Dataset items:
_ _ _ _ _ _ _

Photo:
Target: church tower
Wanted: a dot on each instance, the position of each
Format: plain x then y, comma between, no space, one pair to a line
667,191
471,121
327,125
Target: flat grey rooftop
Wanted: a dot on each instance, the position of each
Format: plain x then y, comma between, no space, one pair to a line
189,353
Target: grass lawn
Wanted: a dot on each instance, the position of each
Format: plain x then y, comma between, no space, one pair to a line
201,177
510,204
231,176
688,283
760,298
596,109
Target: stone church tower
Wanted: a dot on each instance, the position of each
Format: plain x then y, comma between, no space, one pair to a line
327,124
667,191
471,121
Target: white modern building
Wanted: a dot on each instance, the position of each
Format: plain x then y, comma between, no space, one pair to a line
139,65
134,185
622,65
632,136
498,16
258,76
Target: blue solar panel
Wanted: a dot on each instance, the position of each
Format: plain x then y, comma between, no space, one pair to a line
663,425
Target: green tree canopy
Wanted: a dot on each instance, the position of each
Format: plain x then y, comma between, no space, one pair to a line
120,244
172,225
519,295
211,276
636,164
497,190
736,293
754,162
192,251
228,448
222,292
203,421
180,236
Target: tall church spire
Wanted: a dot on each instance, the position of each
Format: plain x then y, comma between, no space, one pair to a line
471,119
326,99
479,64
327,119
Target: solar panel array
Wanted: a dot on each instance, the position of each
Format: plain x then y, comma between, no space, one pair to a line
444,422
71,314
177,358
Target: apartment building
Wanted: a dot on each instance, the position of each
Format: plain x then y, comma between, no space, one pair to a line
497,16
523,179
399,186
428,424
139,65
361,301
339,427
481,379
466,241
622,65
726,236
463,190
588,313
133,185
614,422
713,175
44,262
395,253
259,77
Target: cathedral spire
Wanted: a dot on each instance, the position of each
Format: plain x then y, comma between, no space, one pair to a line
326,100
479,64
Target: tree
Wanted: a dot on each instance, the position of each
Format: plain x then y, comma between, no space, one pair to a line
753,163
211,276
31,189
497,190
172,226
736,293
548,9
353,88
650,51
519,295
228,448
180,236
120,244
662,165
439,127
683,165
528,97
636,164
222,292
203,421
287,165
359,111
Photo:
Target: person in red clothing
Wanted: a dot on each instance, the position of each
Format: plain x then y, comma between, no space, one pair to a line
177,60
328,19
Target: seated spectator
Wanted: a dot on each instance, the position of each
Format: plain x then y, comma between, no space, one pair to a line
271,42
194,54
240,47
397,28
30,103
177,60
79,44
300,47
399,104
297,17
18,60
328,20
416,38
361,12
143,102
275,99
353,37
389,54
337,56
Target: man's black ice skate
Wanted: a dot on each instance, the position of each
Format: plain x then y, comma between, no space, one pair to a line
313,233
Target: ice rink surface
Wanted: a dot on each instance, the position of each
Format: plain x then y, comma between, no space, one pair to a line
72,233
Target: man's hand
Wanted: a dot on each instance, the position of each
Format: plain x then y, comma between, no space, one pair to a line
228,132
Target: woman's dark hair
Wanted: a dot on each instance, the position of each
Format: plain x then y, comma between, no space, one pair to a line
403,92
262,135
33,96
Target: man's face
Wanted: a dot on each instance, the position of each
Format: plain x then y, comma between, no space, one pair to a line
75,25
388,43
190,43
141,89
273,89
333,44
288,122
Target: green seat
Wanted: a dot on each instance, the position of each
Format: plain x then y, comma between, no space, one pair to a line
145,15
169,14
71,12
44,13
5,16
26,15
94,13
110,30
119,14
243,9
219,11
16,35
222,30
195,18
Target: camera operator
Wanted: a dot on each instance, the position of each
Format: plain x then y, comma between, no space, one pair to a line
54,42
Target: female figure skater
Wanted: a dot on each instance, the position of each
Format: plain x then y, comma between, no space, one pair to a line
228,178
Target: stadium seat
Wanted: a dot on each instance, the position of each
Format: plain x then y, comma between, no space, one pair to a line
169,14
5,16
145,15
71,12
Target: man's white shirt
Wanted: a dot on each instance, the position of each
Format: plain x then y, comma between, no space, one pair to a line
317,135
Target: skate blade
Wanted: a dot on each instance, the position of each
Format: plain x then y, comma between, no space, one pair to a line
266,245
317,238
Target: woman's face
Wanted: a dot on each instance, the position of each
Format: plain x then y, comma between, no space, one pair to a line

_ _ _ _ _ _ _

REQUIRED TASK:
Reproduce every entry above, swapping "Wanted" for "Requested" throughout and leaving all other text unchanged.

WRITTEN ANSWER:
Photo:
Target: church tower
Requested: a dot on each instance, the position of each
Format: plain x then y, comma between, no space, one pair to a line
667,191
471,121
327,125
Target: flat grey rooftop
Requested: a dot on each instance, the position of each
Format: plain x then y, comma between, no space, one pair to a line
189,353
Target: grass lawn
Requested: a dot on each instance, the position of each
Format: plain x then y, comma between, no space, one pair to a line
201,177
510,204
231,176
688,283
760,298
596,109
Target: stone church tower
Requested: a dot on each instance, the position of each
Format: plain x then y, comma between, no space, one pair to a line
327,124
667,191
471,121
Target: white modern building
Requested: a dot on each instance, the position of each
Format: plain x then y, comma between, no space, one pair to a line
139,65
134,185
622,65
632,136
498,16
258,76
Target: blue solar panel
Requested: a dot on each instance, the position of each
Format: plain x then y, comma between, no space, one pair to a line
663,425
Target: green tree canopy
Requested: a dot on each instance, the position of each
Format: plain x then y, comma between, no space, one pair to a line
120,244
172,225
519,295
211,276
636,164
497,190
736,293
754,162
192,251
228,448
222,292
203,421
180,236
Target: tall church spire
Requested: a dot on each instance, the position of each
Format: plain x then y, comma between, no space, one pair to a line
471,119
326,99
479,64
327,119
Target: solar panel array
Requested: a dot on each instance, the position of each
Format: plain x then y, comma between, no space, one pair to a line
444,422
71,314
177,358
Target: apartment building
Requested: a dot on each instance, the position of each
Format: plain x then y, comma between, no space, one pair to a line
497,16
523,179
399,186
428,424
139,65
361,301
339,427
481,379
466,241
622,65
726,236
463,190
588,313
133,185
614,422
713,175
44,262
395,253
259,77
Target: cathedral spire
Requested: a dot on each instance, the position of each
Format: plain x then y, comma between, no space, one pair to a line
326,100
479,64
Target: tree
Requested: a dot on each instance, the position of each
Format: plain x then y, comma between, no space, one pair to a line
753,163
211,276
31,189
497,190
172,226
736,293
548,9
353,88
650,51
519,295
228,448
180,236
120,244
662,165
439,127
683,165
528,97
636,164
222,292
203,421
287,165
359,111
Photo:
Target: person in red clothing
Requested: a dot on each instance, the position of each
Format: plain x then y, comma between, no space, one pair to a line
177,60
328,19
Target: seated spectator
Requested: a dot on each instance, the position of each
Format: plain x then y, comma between, no space, one pair to a line
271,42
194,54
240,47
397,28
30,103
177,60
79,44
300,47
399,104
297,17
18,60
328,20
416,38
361,12
143,102
275,99
353,37
389,54
337,56
Target: man's black ice skate
Requested: a dot on each instance, the position of each
Format: plain x then y, comma between, no space, one pair to a line
313,233
Target: ice rink surface
Requested: a dot on each instance, the position of each
Format: plain x then y, comma between, no space, one pair to a line
72,233
Target: man's hand
Requested: a dot on each instance, the position of each
Format: plain x then y, comma between, no space, one pair to a line
228,132
Target: woman's dark hair
Requested: a dot on each instance, the position of each
Format: plain x then y, comma between, no space, one pair to a line
403,92
262,135
33,96
Target: man's face
Requested: a dot on each instance, the position of each
Format: plain x then y, comma between, no space, one pair to a line
75,25
388,43
190,43
141,89
273,89
333,44
288,122
Target: green seat
Requested: a dot on each instance, the position of each
Format: plain x then y, comma between, no space, one pair to a line
145,15
169,14
71,12
44,13
5,16
26,15
94,13
110,30
119,14
243,9
219,11
16,35
222,30
195,18
Target: camera operator
Requested: a dot on each instance, the position of each
Format: plain x then y, comma between, no space, one pair to a line
54,42
Target: female figure skater
Requested: a dot on each instance, the position of each
Format: plain x then y, comma between, no space, one pair to a line
228,178
Target: stadium seat
Requested: a dot on each instance, the position of each
Format: plain x then y, comma between, no space, one pair to a line
169,14
5,16
145,15
71,12
Target: man's white shirt
Requested: a dot on each instance, the position of each
Format: plain x then y, comma between, no space, one pair to a line
317,135
Target: skate blade
Requested: a dot on each instance, the position of each
Format: plain x then y, comma between, no space, one pair to a line
266,245
317,238
Target: woman's face
Requested: a dot on each instance, the position of each
Format: plain x then y, comma between, no space, one pair to a line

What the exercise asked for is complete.